Task:
Starting at the first line of the material below and stopping after the line that includes "Target = open shelf", write the lines out again exactly. Drop any pictures.

Data shown:
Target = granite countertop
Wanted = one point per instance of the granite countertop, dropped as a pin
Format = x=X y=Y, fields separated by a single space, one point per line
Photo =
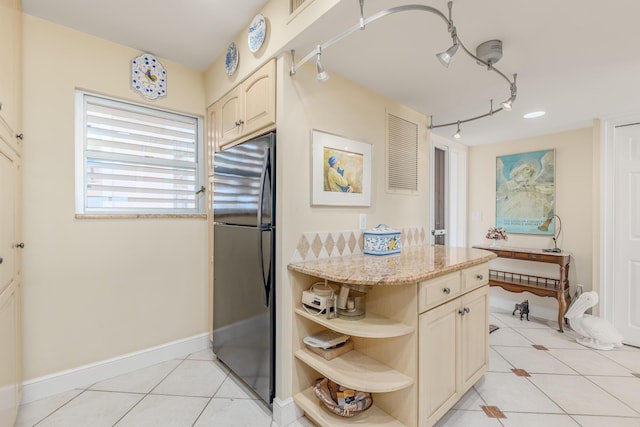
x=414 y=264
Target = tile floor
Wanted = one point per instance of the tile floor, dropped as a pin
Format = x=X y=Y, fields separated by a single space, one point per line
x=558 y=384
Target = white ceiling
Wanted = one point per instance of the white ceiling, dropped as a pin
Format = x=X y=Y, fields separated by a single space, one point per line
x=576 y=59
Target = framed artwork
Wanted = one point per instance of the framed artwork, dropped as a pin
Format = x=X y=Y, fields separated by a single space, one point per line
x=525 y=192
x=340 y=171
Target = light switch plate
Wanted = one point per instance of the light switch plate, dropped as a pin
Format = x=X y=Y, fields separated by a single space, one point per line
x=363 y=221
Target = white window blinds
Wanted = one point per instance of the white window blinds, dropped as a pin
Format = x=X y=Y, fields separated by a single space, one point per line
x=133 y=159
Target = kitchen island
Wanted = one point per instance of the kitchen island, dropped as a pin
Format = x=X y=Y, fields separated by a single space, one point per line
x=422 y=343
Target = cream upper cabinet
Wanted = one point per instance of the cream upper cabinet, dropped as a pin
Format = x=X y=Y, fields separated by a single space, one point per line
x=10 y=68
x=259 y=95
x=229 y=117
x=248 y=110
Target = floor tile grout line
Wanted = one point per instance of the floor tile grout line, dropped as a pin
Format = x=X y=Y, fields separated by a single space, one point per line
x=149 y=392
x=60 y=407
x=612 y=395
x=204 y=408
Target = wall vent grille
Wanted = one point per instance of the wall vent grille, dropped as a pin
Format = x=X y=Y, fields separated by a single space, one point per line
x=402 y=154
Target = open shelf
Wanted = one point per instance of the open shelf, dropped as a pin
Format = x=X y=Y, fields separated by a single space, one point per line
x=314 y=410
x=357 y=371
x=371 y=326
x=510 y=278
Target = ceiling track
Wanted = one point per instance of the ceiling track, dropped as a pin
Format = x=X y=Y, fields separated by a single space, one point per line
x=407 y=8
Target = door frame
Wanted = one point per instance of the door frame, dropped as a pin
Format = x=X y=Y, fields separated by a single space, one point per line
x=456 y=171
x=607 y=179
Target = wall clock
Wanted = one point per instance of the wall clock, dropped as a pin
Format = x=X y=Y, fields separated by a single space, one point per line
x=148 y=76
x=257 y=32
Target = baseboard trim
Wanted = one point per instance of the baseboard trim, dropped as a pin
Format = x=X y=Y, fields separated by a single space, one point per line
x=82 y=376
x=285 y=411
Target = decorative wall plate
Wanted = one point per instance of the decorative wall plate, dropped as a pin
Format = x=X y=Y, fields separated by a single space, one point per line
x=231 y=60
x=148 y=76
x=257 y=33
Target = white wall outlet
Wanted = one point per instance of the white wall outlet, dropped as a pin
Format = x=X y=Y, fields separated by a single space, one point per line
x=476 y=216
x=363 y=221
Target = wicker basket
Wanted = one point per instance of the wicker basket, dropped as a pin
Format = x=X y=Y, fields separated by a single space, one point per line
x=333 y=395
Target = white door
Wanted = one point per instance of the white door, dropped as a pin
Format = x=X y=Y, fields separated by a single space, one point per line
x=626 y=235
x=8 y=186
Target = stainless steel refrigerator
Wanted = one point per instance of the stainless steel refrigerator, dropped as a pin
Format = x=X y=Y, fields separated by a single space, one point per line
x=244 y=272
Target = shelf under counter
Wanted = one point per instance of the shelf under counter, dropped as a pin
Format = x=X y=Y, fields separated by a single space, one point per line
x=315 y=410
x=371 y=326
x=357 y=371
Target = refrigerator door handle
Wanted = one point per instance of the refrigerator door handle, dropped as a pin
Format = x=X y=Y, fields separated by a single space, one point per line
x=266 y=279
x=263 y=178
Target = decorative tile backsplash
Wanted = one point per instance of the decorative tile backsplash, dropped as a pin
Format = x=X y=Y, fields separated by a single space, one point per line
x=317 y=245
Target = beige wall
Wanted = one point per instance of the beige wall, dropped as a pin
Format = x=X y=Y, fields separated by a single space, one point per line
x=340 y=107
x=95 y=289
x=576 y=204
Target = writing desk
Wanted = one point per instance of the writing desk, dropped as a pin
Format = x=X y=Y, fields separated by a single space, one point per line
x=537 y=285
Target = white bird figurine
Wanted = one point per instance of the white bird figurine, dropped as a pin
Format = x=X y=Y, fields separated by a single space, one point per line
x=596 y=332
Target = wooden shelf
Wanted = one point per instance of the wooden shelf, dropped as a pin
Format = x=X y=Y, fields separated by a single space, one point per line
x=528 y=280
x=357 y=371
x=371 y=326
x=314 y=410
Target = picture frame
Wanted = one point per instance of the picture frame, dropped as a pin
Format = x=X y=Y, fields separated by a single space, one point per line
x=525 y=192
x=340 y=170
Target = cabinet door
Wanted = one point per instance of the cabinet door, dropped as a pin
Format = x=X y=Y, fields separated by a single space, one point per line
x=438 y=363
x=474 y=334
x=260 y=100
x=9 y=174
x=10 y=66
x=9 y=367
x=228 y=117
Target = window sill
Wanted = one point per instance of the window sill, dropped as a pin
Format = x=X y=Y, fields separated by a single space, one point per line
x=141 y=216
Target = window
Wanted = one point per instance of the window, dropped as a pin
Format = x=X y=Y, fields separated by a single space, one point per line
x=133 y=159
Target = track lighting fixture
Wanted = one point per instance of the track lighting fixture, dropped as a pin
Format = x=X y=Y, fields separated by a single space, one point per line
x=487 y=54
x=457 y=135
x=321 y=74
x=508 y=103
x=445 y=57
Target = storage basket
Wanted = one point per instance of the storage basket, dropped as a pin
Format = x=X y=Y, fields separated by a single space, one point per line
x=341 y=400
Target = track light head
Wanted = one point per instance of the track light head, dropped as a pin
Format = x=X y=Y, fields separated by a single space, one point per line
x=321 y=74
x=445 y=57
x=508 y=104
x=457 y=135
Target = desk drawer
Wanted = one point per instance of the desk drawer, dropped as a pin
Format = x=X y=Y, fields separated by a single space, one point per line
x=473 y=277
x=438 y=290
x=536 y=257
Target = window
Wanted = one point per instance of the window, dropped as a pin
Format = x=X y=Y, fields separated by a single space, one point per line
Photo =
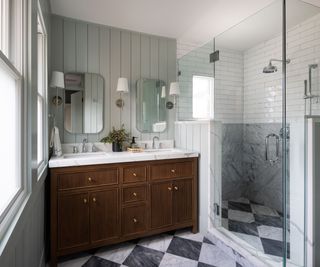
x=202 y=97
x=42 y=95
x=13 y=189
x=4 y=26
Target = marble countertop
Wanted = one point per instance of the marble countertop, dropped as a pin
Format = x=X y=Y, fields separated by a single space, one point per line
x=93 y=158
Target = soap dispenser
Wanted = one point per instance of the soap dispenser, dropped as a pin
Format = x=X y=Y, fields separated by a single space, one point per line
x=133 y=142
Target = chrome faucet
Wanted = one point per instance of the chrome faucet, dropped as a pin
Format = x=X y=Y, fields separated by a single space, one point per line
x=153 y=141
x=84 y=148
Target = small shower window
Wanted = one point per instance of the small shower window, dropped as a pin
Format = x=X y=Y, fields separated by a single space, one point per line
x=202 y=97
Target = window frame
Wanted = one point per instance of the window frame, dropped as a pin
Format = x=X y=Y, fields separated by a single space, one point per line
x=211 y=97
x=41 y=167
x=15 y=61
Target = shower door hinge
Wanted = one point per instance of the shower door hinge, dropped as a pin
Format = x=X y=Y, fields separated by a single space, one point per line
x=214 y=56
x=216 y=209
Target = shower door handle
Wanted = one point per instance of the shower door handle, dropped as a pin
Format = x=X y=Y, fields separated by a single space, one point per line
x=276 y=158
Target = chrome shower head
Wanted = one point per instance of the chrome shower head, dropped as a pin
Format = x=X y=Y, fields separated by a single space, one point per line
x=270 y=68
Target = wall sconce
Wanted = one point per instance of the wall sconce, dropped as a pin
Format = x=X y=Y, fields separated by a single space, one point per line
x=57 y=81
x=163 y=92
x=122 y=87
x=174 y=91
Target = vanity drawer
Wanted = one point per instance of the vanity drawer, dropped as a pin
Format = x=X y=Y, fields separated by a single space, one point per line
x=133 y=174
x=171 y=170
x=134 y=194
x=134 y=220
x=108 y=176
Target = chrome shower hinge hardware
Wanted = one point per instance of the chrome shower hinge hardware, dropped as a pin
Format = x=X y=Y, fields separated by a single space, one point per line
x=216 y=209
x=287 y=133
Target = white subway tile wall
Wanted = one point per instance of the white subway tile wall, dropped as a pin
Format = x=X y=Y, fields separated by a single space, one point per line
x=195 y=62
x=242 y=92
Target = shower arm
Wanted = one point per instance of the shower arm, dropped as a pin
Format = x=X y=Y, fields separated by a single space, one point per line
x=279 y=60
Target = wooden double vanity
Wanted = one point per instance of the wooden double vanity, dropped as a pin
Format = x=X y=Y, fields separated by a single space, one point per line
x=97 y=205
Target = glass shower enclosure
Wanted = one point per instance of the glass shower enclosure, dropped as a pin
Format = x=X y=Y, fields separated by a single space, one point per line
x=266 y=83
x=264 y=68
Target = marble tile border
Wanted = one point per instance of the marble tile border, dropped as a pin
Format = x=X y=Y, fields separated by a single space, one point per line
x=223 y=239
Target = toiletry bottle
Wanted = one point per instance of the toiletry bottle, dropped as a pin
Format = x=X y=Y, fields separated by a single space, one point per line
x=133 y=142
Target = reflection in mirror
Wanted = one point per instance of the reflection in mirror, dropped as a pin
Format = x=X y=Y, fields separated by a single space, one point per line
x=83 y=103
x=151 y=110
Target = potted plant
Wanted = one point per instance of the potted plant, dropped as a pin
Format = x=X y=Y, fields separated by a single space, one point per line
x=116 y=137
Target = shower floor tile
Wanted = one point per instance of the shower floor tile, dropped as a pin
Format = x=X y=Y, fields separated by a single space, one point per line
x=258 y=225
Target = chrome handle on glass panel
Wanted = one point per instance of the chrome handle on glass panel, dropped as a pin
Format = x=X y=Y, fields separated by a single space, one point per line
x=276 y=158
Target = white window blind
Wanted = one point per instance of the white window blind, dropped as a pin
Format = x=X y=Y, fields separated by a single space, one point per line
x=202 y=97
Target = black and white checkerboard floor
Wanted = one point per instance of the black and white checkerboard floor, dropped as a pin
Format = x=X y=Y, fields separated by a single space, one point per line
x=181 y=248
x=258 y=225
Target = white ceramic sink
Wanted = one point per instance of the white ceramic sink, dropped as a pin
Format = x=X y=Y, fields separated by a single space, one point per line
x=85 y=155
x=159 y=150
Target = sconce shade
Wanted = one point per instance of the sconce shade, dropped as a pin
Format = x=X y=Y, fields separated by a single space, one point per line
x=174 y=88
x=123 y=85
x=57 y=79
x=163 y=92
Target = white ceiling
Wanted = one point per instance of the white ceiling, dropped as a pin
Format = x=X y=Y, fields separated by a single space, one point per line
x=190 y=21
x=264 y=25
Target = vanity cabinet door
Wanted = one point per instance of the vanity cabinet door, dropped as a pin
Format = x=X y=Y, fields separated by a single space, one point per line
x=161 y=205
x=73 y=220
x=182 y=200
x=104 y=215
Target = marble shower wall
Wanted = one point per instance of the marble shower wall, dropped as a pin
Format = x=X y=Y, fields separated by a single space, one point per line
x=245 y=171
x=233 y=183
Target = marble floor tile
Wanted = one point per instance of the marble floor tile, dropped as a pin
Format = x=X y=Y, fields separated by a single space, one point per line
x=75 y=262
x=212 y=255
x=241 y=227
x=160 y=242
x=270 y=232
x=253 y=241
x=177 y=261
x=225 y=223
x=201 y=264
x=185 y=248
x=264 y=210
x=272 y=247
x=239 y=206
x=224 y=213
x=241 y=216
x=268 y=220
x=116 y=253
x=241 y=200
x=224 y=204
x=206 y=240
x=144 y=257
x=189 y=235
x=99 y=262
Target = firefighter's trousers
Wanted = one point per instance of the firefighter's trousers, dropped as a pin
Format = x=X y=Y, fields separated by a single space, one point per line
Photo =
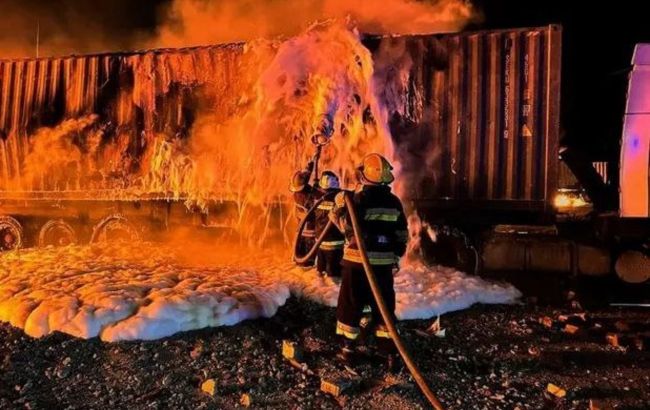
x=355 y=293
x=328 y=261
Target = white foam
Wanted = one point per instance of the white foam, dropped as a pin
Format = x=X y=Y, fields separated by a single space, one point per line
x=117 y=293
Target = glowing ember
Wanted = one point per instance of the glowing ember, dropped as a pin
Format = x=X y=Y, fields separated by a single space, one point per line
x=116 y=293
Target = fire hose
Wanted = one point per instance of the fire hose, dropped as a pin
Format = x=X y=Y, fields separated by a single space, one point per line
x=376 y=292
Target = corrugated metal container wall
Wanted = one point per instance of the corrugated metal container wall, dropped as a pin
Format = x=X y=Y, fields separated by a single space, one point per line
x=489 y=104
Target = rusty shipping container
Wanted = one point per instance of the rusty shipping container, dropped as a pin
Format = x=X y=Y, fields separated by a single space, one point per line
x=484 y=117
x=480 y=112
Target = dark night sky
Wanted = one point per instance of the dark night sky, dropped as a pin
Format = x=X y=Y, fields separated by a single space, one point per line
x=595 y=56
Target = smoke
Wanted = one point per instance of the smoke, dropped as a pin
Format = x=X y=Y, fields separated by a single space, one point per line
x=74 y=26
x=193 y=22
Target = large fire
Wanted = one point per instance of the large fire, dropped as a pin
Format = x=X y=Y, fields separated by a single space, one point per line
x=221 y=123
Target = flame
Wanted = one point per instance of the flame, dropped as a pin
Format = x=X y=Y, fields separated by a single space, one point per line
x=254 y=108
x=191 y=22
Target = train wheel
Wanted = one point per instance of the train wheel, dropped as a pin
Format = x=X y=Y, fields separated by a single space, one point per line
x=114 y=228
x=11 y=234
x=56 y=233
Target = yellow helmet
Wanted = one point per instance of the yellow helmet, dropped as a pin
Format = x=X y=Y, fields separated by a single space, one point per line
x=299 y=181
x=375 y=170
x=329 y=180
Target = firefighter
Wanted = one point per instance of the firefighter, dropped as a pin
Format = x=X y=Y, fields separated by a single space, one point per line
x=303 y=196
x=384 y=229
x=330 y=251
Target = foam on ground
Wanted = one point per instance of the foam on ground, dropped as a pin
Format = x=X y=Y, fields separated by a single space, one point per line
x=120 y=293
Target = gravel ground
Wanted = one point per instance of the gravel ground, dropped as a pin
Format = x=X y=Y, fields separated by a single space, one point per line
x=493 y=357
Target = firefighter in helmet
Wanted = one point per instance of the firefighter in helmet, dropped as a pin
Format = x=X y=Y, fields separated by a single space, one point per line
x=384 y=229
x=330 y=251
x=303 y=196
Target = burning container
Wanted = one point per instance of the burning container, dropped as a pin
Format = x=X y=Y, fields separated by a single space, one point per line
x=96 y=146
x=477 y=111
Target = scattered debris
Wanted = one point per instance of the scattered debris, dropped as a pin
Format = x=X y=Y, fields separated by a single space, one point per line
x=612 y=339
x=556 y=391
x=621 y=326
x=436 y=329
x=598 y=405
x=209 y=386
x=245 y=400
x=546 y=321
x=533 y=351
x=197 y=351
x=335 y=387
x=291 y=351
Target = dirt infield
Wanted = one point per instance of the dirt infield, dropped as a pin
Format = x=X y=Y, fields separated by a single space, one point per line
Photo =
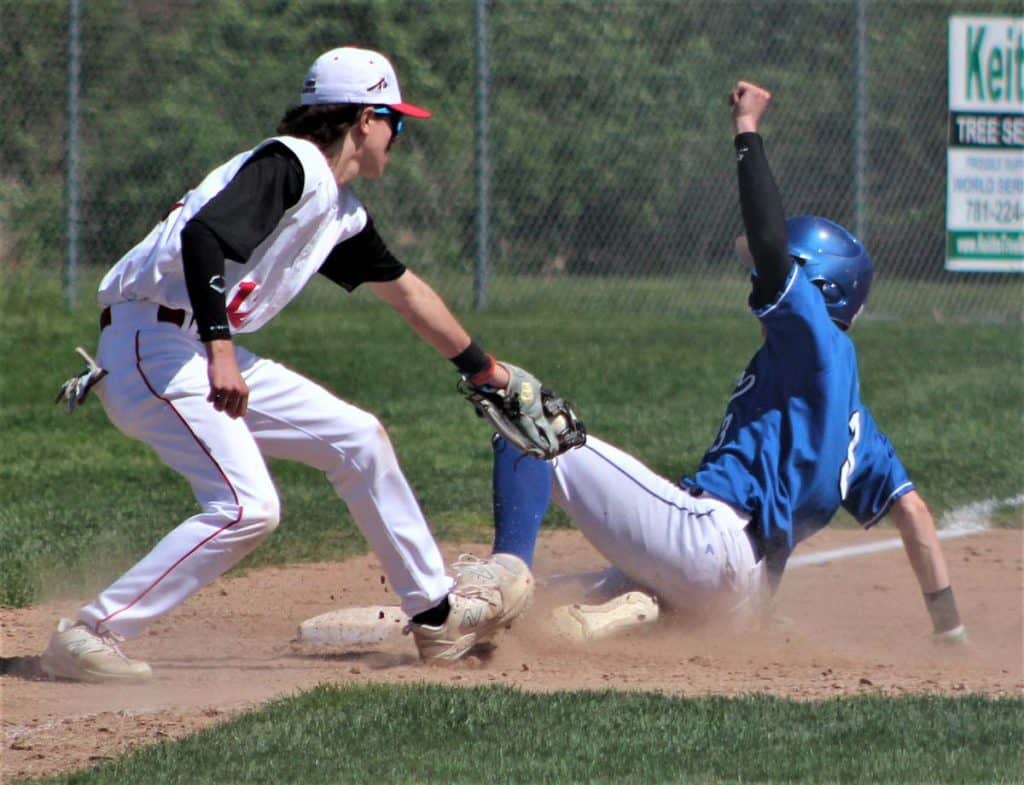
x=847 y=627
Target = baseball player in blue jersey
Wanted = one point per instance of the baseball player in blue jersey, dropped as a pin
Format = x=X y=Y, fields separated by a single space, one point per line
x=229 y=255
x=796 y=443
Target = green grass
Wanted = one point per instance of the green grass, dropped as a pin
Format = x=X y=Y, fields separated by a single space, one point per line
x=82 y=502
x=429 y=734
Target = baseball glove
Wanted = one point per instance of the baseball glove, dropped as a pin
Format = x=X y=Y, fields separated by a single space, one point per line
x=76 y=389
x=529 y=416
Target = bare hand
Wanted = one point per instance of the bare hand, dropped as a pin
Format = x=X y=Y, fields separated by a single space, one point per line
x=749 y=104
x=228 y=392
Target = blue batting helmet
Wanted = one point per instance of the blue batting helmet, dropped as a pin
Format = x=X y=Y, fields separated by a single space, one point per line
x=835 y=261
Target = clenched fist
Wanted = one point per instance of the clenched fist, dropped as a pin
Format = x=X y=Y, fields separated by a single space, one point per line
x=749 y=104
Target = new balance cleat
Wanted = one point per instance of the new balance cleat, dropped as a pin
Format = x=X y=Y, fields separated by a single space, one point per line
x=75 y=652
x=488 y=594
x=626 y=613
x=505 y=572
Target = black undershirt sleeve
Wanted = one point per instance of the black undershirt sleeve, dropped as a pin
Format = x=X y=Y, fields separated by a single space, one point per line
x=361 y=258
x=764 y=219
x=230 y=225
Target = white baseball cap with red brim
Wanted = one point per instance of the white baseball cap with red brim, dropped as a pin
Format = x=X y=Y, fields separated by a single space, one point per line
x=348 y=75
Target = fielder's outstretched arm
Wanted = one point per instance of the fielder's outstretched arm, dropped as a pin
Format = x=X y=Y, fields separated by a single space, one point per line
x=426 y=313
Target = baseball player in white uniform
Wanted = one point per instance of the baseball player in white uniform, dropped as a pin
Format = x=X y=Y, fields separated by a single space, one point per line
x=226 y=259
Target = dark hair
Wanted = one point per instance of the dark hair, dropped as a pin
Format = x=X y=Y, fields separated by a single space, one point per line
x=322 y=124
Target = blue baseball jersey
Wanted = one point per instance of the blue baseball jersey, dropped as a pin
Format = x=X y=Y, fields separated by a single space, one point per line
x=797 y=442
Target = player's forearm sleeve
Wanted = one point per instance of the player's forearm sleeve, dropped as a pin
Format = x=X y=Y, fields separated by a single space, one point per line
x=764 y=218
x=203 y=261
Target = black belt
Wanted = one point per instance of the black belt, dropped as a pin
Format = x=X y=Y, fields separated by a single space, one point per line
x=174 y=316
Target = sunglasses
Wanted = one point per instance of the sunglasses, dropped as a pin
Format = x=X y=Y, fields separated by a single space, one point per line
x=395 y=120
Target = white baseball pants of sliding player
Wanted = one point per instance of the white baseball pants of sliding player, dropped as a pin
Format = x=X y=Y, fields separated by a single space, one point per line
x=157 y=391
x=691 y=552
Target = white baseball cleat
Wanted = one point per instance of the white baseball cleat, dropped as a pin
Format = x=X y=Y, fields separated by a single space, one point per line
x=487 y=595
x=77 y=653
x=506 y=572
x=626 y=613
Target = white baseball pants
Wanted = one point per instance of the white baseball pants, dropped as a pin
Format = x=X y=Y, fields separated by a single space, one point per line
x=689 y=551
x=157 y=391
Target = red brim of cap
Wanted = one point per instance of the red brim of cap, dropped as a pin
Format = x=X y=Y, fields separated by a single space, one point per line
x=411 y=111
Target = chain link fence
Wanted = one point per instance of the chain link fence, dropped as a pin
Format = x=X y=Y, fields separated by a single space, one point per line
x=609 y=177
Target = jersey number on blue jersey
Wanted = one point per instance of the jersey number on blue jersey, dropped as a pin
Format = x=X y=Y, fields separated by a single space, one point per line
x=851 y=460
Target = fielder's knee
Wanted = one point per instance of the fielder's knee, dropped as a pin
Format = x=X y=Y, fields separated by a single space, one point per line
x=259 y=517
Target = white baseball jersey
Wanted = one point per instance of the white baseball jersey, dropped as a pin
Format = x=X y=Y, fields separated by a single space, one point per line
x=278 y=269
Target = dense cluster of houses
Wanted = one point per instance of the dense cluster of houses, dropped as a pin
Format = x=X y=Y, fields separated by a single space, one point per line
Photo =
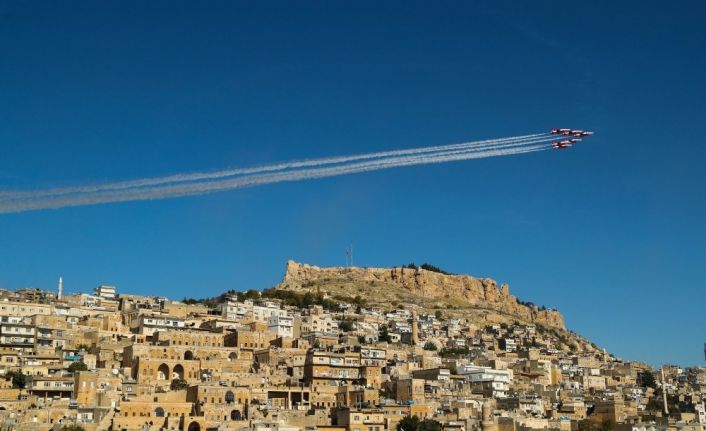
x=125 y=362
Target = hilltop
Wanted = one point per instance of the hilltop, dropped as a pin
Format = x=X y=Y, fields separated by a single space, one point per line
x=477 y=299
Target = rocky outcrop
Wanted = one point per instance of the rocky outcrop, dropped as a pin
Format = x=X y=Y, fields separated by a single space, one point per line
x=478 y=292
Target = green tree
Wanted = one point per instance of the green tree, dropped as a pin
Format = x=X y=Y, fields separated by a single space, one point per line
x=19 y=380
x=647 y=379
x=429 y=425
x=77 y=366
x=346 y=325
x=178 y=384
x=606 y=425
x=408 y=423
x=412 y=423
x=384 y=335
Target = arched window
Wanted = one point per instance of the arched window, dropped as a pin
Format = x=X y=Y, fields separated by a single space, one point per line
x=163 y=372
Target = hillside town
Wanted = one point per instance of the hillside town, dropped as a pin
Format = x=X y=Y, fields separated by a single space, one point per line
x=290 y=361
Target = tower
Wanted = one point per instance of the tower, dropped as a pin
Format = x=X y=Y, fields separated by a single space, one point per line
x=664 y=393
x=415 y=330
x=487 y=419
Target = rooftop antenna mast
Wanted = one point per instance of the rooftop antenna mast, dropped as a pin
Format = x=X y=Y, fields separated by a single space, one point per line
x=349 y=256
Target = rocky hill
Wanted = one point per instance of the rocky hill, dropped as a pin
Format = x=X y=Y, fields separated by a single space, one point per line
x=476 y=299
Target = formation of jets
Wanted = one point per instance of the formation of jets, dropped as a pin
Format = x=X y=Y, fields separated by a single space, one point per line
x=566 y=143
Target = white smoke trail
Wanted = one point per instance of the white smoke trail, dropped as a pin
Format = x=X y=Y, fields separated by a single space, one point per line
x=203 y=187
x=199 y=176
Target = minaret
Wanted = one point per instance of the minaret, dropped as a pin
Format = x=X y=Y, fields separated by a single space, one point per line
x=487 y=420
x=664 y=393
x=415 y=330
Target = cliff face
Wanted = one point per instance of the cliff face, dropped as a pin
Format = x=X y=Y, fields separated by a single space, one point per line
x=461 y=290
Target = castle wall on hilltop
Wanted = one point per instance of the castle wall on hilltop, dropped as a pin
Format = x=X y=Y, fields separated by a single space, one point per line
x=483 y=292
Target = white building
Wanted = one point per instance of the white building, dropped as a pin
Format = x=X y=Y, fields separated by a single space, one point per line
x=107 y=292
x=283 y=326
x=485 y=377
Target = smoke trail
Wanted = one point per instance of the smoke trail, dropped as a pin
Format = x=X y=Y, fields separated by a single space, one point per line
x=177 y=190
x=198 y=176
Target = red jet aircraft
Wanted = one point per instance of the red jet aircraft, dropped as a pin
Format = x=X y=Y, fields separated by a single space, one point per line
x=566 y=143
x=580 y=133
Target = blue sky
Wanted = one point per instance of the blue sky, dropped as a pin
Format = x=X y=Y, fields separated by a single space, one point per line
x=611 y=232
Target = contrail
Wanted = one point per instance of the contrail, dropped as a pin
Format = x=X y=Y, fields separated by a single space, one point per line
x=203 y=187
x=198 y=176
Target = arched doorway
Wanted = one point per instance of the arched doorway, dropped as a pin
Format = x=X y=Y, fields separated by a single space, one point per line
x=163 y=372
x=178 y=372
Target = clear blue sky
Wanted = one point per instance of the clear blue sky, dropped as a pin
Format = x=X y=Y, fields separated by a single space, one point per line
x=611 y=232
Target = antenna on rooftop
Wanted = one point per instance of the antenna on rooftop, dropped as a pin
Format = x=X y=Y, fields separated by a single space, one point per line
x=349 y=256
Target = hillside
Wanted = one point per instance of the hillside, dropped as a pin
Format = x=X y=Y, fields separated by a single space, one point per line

Answer area:
Target = granite countertop
Wanted = one point per instance of the granite countertop, dropped as a pin
Format = x=X y=Y, fields separated by a single space, one point per line
Photo =
x=414 y=264
Target = tile floor
Wanted = one point per instance of the tile floor, dropped as a pin
Format = x=X y=Y, fields separated by a single space, one point per line
x=558 y=384
Target = white ceiling
Wanted = one point per instance of the white ceiling, dropped as a pin
Format = x=X y=Y, fields separated by a single space, one point per line
x=576 y=59
Target = framed artwork
Wanted = one point per instance of the framed artwork, dropped as a pin
Format = x=X y=Y, fields separated by a single space, one point per line
x=525 y=192
x=340 y=171
Target = light switch plate
Wanted = one point per instance of the light switch plate, dropped as a pin
Format = x=X y=Y, fields separated by a single space, one point per line
x=363 y=221
Target = white window blinds
Wanted = one point per instance of the white window blinds, dropped as a pin
Format = x=X y=Y, fields separated by a single space, one point per line
x=133 y=159
Target = kitchen island
Wanted = one point per instance of the kitchen island, dropped as a pin
Format = x=X y=Y, fields separated by a single space, one point per line
x=422 y=343
Target = cream upper cabinet
Wanted = one point per instance of the cream upper cabinet, dropped as a pin
Format = x=X y=Y, fields separated by a single space, one point per line
x=10 y=68
x=259 y=95
x=229 y=117
x=248 y=110
Target = floor tile grout line
Wanted = one point per instance of the floor tile grout line, dropped as a pin
Format = x=X y=Y, fields separated by a single space, one point per line
x=149 y=392
x=60 y=407
x=612 y=395
x=204 y=408
Target = wall vent grille
Wanted = one point per instance of the wall vent grille, dropped as a pin
Format = x=X y=Y, fields separated by a single space, one point per line
x=402 y=154
Target = open shelf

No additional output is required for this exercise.